Supplied passage ::

Name value pair (EAV) model

  • @tymberwyld

    When you need to display different descriptions for Products based on culture, you're doing an EAV even though you've defined the columns very specifically to Products, and in most minds it's a 1-to-Many design, it's underlying concept is still EAV.

    No, that's 1 to Many. EAV abstracts out the type of the data. If you have a table like: StringID, LanguageID, DisplayText to handle internationalization, that is not EAV.

    If you have a table like: EntityID, AttributeID, AttributeValue where the various attributes addressed by AttributeID are unrelated and/or AttributeValue can contain multiple types of data then you have EAV.

    When you get on a roll normalizing your database and abstracting everything, it becomes tempting to keep abstracting until you end up having abstracted the database out of your data, that is where you find EAV.

    Having a few untyped fields for the customer to use for reporting is acceptable, but building your database that way isn't.

    @jj B

    As has been mentioned, your survey design isn't EAV (under most circumstances). It is normalized. My survey databases look very much like that described by tymberwyld with a couple of caveats:

    There are two multiple choice types: Choose One and Choose Many

    True/False questions are multiple choice questions (Not special). This allows for No Answer and Not Applicable responses.

    I have two value columns, one for choices and one for free texts.

    To handle Choose Many I set the "value" associated with a response as a power of two and then store the sum of the selected values. This is a little more work on the front end but allows for easily finding surveys with the exact same answers. It does make it more difficult to find "all surveys that selected B", but not that much.

    Also note that my survey sets are very small so I don't notice any performance problems that may exist.

    --

    JimFive

  • Good input. You are right, it is 1-to-many, I probably didn't phrase that correctly. I meant it is somewhat of an EAV, but instead of being so arbitrary (as EAV is), it's become specific to it's purpose. My example was bad but I wanted to note that you didn't need a table per Culture, simply one table that stored the various descriptions and maybe a Culture column on it.

    As for your design, I can't believe I didn't think of storing the T/F as multiple choice and making the multiple choice store as a bit mask, this makes great sense!

    So if I had:

    How much wood can a woodchuck chuck in an hour (multiple choice)?

    1 - five (bitmask = 1)

    2 - four (bitmask = 2)

    3 - ten (bitmask = 4)

    and if the user selected all then the value would be stored as: 7

    Select Power(2, @Answer1 - 1) | Power(2, @Answer2 - 1) | Power(2, @Answer3 - 1)

    Or simply

    Select Power(2, 0) | Power(2, 1) | Power(2, 2)

Given data ::
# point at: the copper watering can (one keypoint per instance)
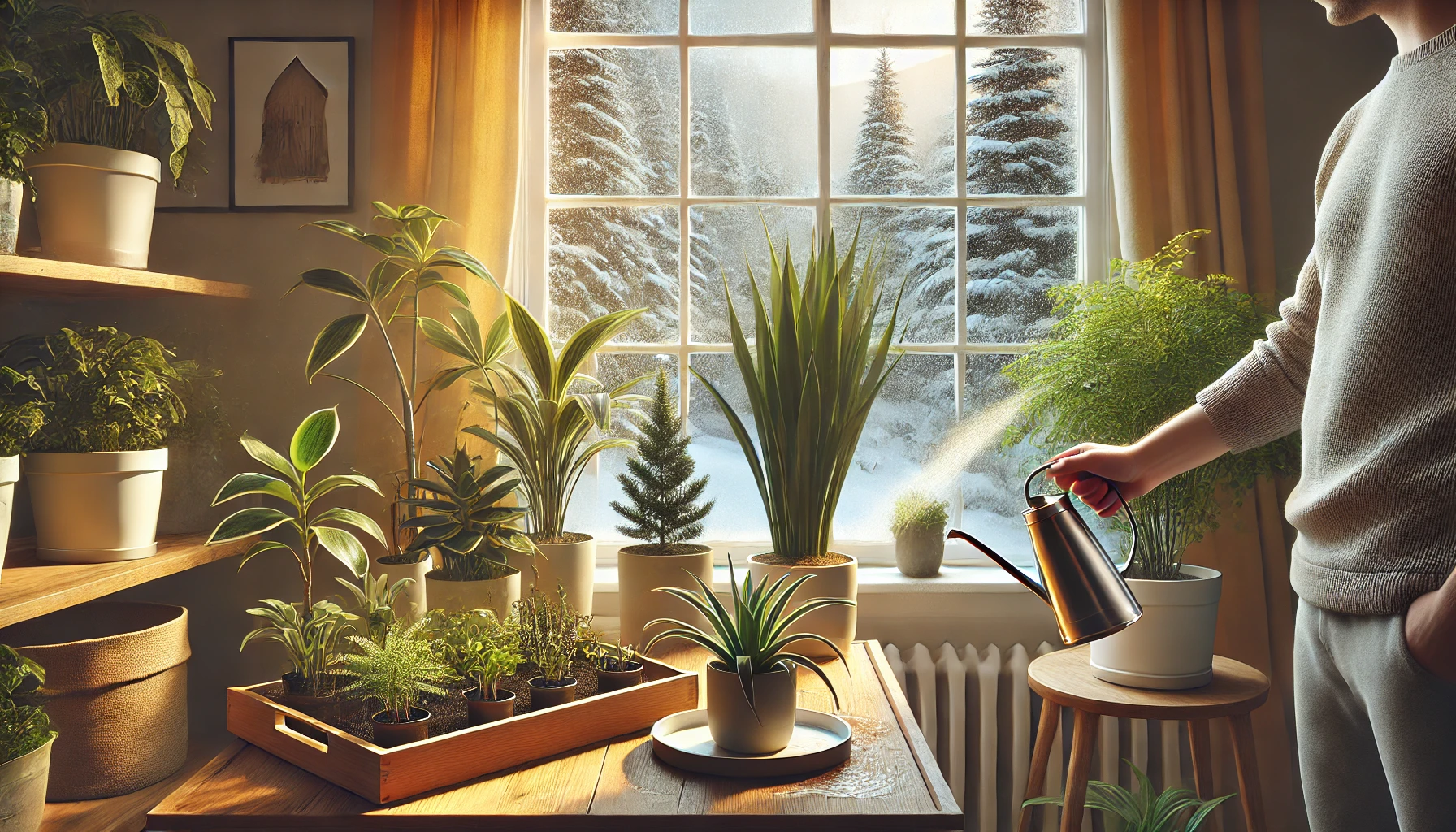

What is required ::
Write out, word for word, the part of the EAV model thread between "As has been" and "that may exist.", inclusive.

Solved problem ::
As has been mentioned, your survey design isn't EAV (under most circumstances). It is normalized. My survey databases look very much like that described by tymberwyld with a couple of caveats:

    There are two multiple choice types: Choose One and Choose Many

    True/False questions are multiple choice questions (Not special). This allows for No Answer and Not Applicable responses.

    I have two value columns, one for choices and one for free texts.

    To handle Choose Many I set the "value" associated with a response as a power of two and then store the sum of the selected values. This is a little more work on the front end but allows for easily finding surveys with the exact same answers. It does make it more difficult to find "all surveys that selected B", but not that much.

    Also note that my survey sets are very small so I don't notice any performance problems that may exist.